***** Provided records *****

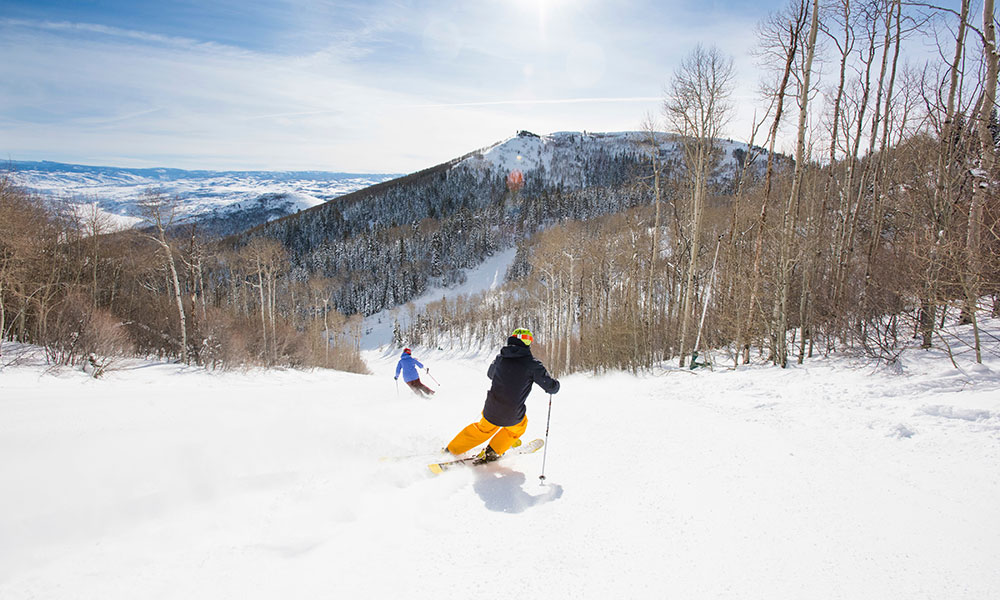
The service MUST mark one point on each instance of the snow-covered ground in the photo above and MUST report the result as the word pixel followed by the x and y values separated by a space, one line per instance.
pixel 837 479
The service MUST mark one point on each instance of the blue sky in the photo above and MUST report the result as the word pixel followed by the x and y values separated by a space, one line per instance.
pixel 364 86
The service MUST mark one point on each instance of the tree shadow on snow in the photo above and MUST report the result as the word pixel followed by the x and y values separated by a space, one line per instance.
pixel 502 490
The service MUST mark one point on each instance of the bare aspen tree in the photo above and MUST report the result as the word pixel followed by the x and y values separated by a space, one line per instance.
pixel 984 174
pixel 697 107
pixel 782 31
pixel 653 148
pixel 159 212
pixel 942 203
pixel 786 259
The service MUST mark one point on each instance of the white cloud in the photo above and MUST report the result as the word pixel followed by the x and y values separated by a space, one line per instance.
pixel 405 90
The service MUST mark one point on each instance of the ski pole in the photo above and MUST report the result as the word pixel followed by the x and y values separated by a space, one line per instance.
pixel 545 454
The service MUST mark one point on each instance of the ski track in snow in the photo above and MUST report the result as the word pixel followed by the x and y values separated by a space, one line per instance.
pixel 835 479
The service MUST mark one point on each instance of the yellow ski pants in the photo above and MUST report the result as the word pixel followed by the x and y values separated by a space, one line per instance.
pixel 477 433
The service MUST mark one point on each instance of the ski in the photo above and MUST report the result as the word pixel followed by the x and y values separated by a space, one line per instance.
pixel 532 446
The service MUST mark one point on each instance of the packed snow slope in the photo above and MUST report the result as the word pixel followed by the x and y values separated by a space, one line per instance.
pixel 836 479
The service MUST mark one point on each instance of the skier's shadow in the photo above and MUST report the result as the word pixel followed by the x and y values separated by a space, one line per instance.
pixel 502 490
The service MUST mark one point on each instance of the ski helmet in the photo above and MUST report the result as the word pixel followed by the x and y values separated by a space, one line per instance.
pixel 524 335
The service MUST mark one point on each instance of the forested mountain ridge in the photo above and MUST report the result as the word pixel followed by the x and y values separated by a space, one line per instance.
pixel 386 244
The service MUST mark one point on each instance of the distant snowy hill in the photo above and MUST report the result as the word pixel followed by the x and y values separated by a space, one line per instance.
pixel 224 202
pixel 568 158
pixel 391 242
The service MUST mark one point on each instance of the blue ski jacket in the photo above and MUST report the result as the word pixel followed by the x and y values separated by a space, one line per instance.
pixel 513 372
pixel 408 365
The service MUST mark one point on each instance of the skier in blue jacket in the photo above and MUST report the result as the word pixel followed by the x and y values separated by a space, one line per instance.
pixel 408 365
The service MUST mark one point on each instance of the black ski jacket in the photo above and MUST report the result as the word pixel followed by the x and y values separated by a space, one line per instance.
pixel 513 372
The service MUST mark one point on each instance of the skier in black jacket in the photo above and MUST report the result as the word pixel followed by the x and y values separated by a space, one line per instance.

*****

> Exercise description:
Output the data exactly as it appears. The pictures do not belong in it.

> Answer area:
The service MUST mark one point on each instance of the snow-covered ground in the photo above and MUST report the result as the word pixel followed by the x and y values separated by a space, one line per instance.
pixel 837 479
The service MUST mark one point on each instance of the blue sky in the photo above and MUST report the result as the word pixel followed by the x and y values separated by a space, one line per instance.
pixel 364 86
The service MUST mark one point on each instance of the tree shadow on snow in the photo above and MUST report the result as the word pixel followed by the x and y values separated by a space, one line per instance.
pixel 502 490
The service MUST mark one point on each instance of the bare aspen tree in the photo above and MUST report the result as the word pixel followed by the x and y values separated by a space, one line per instance.
pixel 984 174
pixel 697 107
pixel 782 31
pixel 653 148
pixel 159 212
pixel 942 203
pixel 786 259
The service MUST mark one point on each instance of the white cloud in the photo above and MUST report the result as the word pixel followed by the x and y values separated by a space, one line per instance.
pixel 405 90
The service MUST mark one point on each instance of the ski pole in the photo above and MUST report the result as the word pixel followed by the x and y values separated by a space, one line per instance.
pixel 545 454
The service MUST mark one point on each instance of the ski track in snow in the photo above and MUST report the result as the word pixel followed by the x and y values separated by a space, one line per instance.
pixel 835 479
The service MUST mark one point on each instance of the yellow ski pants in the photo above and MUST report the result as the word pixel followed by the x and y values separated by a space, one line per instance.
pixel 477 433
The service MUST mark one point on each instance of the ski in the photo above and MUST report the result as the word pixel followed by the x and y values separated by a space, one line per instance.
pixel 532 446
The service MUST mark one point on each instance of the packed snow slope in the photo above and MUST report the result as the word pixel followed by the x and y values separated by a space, one line per instance.
pixel 836 479
The service MUST mark one point on each instance of the skier's shadow in the photo above and MUST report the result as the word pixel followed by the x and y values separated by a space, one line per instance.
pixel 502 490
The service MUST mark one point on each instance of the ski helmet in the photo above and MUST report the result as the word pixel followed by the x and y values separated by a space, one line per instance.
pixel 524 335
The service MUST mark one point on each instance of the forested mountain ridge in the photo above and MUST report the result as the word pixel followed by the x and y values separated by a space, one line per instance.
pixel 386 244
The service MUST mark one point on each instance of the distant snowy hill in the photo above and MUST report the result as the word pixel followed by the x and y values separated by a space, one line per instance.
pixel 224 202
pixel 568 158
pixel 391 242
The service MUST mark one point on each instance of the blue ski jacket in the photo above and MUST report the result as the word pixel followed by the x and y values separated by a space, one line per instance.
pixel 513 372
pixel 408 365
The service MUST mark one point on each instance of the skier in blue jacket in the photo above and MUST report the result as the word pixel followed by the x and y values separated by a space, one line per instance.
pixel 408 365
The service MUST mark one point on each instance of the black ski jacket in the photo above and MUST report the result as the word pixel followed by the x and y values separated by a space, one line per instance.
pixel 513 372
The service MUST mark one point on each instance of the skier in black jacket in the photo above and MUST report the result as the word pixel followed by the x and y values separated by a space, one line per instance.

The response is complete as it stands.